### Text:
--- begin ---

Privates on Parade

New Theatre, Newtown, February 15

James Lee and Peter Eyers. Photo: Bob Seary

James Lee and Peter Eyers. Photo: Bob Seary

Peter Nichols’ Privates on Parade is a fruity, somewhat dated affair, old love – but beneath the camp humour it has serious things to say about sexual politics, racism and colonialism, which still strike a chord.

The 1977 play with music was based on Nichols’ own personal experience of doing National Service in Calcutta and then Singapore as part of the Combined Services Entertainment alongside the likes of Kenneth Williams and Stanley Baxter.

Set in Malaya in 1948, it follows the naïve Private Steven Flowers (David Hooley) who is sent to investigate corrupt goings-on at the Song and Dance Unit South East Asia, a rag-tag bunch of misfits (both straight and gay) whose job it is to entertain the British troops fighting Communist Insurgents.

There, Flowers meets Acting Captain Terri Dennis (James Lee), a flamboyant drag queen who directs and stars in the unit’s shows, and becomes romantically involved with a local Welsh-Indian beauty called Sylvia Morgan (Diana Perini) who longs to leave for London.

Staged by the New Theatre as part of Mardi Gras, Alice Livingstone directs an exuberant production that gives full vent to the show’s camp humour and production numbers, including a ballet, a tap routine and some truly terrible jokes. Trent Kidd’s choreography suits the piece perfectly and has some nice humour built into it. There’s also a tastefully handled shower scene in which some of the privates’ privates are briefly on parade.

--- end ---

### Task requirements:
Continue the review of Privates on Parade from the point where it stops. The material that follows is not needed for anything here.

### Data extract:
--- begin ---

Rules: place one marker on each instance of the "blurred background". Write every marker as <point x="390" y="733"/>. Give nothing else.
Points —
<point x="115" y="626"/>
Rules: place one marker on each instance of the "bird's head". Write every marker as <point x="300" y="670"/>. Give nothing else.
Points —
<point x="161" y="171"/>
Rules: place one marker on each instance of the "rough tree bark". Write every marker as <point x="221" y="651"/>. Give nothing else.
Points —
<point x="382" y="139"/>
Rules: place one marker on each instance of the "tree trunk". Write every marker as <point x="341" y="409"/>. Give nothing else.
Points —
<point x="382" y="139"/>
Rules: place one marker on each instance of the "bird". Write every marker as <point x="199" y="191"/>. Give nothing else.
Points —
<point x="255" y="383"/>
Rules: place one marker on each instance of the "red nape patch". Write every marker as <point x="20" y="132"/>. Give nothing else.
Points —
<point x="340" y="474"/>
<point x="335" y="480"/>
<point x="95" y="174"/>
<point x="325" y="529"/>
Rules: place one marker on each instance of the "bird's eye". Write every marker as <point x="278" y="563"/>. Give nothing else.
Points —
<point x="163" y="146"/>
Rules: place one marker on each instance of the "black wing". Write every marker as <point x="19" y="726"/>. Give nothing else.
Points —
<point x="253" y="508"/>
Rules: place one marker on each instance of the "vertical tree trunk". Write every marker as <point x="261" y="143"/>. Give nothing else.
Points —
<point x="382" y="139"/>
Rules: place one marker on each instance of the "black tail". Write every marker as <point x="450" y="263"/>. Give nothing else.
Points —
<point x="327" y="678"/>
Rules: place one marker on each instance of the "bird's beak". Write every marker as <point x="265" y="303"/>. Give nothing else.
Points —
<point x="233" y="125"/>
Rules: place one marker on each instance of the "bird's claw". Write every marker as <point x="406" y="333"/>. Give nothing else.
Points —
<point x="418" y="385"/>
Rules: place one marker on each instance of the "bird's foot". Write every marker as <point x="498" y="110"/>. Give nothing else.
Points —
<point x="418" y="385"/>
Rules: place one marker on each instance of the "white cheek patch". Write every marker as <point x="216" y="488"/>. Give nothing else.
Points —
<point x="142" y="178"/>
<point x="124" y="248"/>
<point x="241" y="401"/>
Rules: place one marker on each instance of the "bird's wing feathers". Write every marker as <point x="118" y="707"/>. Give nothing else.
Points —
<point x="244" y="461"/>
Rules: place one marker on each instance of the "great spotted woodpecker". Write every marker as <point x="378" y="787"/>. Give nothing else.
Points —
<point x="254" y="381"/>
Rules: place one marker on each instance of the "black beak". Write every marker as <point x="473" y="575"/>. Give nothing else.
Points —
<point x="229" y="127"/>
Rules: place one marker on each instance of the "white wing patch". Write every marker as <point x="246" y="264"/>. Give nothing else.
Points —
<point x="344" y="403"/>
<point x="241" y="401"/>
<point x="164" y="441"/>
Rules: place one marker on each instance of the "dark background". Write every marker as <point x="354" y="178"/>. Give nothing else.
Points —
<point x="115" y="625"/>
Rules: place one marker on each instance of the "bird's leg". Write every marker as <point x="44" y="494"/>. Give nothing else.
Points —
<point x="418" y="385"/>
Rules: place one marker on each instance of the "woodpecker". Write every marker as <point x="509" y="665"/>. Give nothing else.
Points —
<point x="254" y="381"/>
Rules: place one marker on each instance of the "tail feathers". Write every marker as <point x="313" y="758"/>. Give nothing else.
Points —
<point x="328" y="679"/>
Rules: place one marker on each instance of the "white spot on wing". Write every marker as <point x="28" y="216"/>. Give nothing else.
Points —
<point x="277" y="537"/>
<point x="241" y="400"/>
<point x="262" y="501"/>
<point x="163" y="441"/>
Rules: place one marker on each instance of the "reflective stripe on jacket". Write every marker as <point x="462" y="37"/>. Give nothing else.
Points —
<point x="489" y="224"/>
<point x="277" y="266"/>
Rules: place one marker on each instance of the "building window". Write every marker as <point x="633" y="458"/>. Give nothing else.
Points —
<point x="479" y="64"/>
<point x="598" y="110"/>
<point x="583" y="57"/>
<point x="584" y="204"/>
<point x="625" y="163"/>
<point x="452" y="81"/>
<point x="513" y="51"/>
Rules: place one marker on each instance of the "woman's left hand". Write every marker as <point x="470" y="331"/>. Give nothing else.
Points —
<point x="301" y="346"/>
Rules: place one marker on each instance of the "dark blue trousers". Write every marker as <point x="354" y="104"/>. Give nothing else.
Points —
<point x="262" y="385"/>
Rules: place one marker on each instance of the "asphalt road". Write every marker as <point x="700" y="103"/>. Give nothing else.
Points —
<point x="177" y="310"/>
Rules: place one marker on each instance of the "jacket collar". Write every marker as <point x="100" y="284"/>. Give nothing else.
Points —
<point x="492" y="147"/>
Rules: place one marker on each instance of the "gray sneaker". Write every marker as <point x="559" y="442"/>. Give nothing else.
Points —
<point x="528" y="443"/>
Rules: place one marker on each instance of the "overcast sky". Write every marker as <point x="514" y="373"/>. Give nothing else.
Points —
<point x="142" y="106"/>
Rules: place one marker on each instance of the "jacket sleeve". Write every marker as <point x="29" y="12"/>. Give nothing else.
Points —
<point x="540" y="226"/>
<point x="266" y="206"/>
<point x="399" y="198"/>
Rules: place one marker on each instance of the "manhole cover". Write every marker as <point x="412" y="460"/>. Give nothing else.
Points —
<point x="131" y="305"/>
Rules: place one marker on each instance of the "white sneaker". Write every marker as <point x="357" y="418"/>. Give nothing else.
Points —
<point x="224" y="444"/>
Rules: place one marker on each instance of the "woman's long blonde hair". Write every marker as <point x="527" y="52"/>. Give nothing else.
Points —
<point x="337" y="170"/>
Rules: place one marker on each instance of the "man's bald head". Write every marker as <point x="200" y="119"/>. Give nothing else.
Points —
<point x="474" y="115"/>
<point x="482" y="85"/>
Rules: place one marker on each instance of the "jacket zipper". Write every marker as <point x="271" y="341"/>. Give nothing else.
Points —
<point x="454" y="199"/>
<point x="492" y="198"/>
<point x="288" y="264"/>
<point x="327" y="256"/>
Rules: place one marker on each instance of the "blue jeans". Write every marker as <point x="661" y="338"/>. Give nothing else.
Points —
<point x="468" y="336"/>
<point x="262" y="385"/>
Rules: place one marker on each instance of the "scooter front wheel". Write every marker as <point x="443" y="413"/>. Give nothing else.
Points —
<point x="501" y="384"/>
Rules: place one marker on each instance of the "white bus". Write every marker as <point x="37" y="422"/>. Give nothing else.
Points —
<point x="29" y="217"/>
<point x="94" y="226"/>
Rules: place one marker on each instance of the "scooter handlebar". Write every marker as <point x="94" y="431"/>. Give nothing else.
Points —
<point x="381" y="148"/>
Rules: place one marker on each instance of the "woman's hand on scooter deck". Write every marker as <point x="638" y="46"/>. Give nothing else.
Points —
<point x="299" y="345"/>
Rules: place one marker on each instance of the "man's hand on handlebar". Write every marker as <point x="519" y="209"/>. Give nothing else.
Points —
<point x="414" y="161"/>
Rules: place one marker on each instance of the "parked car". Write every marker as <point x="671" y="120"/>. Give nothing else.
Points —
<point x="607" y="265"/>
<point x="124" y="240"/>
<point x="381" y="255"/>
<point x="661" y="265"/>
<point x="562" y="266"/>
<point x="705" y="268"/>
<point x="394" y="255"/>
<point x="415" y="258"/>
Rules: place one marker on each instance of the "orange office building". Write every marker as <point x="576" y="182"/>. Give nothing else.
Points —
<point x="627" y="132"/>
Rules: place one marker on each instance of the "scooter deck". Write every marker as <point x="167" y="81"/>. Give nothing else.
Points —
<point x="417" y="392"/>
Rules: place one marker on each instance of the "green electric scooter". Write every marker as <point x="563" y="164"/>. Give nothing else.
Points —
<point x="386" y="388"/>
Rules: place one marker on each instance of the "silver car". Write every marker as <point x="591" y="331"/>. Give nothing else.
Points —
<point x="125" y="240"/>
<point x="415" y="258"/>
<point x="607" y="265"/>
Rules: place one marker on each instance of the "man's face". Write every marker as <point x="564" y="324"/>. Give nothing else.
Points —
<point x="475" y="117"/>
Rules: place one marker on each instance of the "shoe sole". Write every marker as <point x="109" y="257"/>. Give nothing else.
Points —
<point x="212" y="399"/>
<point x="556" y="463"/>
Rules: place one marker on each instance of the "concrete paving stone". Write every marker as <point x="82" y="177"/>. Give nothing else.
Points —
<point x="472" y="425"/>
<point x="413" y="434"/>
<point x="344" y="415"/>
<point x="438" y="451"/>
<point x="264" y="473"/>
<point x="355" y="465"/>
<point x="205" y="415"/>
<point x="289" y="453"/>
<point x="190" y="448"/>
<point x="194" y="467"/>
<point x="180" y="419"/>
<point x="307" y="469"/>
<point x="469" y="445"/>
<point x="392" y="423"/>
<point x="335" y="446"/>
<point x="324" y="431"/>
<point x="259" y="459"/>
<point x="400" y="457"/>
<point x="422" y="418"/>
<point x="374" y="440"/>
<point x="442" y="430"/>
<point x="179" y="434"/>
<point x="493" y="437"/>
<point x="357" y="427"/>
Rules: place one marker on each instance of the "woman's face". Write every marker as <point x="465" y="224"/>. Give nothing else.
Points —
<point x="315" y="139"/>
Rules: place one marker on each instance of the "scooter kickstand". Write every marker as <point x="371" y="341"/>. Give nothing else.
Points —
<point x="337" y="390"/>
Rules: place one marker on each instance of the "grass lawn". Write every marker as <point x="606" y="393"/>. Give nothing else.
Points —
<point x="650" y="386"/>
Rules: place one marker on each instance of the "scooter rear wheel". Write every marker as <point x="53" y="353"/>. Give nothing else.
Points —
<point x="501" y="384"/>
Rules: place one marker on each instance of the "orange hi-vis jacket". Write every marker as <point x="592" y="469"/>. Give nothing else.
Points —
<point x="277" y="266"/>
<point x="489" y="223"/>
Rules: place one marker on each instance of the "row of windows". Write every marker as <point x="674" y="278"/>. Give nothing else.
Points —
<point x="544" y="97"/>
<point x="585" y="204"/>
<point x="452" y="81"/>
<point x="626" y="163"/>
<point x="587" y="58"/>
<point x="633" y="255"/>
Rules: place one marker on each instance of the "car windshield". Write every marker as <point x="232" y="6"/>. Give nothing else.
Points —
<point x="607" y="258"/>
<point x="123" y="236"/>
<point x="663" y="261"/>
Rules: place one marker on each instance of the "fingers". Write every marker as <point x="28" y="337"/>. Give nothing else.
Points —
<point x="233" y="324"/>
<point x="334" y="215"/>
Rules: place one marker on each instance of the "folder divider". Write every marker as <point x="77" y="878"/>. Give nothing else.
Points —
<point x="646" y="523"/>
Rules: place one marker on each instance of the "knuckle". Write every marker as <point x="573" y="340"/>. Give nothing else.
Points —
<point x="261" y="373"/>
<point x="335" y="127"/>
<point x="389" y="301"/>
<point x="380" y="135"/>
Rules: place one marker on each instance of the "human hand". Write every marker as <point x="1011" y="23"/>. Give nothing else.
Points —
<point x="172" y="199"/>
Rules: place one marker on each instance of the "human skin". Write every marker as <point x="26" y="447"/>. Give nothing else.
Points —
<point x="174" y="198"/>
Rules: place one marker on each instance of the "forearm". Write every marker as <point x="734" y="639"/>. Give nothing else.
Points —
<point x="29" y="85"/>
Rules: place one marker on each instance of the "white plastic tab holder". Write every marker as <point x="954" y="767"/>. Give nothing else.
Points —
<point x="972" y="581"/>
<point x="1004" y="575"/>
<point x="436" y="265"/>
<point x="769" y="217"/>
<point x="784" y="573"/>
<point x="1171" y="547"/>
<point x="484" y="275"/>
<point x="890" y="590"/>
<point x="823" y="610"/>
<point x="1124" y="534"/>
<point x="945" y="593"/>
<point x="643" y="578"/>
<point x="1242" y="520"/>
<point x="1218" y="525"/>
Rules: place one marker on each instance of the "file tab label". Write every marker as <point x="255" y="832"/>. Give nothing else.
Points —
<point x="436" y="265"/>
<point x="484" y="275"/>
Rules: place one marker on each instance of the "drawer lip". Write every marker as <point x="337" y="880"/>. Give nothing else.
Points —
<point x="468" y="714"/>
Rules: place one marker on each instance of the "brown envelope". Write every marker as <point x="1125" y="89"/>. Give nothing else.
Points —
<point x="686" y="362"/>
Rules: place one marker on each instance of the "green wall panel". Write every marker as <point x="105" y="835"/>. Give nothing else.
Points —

--- end ---

### Answer to this task:
But alongside the frivolity there are darker elements including the arrogant ordering around of the Asian servants, Flowers’ cavalier treatment of Sylvia, the behaviour of the abusive, corrupt, homophobic Sergeant Major Reg Dummond (Matt Butcher) and the sudden eruption of war-time violence.

Lee drives the show as the camper-than-Chloe Terri, all jutting cheekbones and arching eyebrows as he relishes each and every double entendre. His impersonations of Marlene Dietrich, Vera Lynn and Carmen Miranda are played to the hilt, but he then reins in his Noel Coward number beautifully.

As well as Terri’s flamboyance, Lee captures his loneliness, loyalty and generous spirit, particularly in his care of Sylvia. It’s a lovely performance.

Hooley is very good as the essentially decent Flowers, Peter Eyres is commanding as Major Flack, an unbending military man with a Christian fervour, and Perini is affecting as Sylvia, proving herself a genuine triple threat.

They are generally well supported by the rest of the cast: Morgan Junor-Larwood, Henry Moss, Jamie Collette, David Ouch and Gerwin Widjaja.

If the production is a bit rough around the edges at times, somehow it seems to suit the piece with its knockabout energy.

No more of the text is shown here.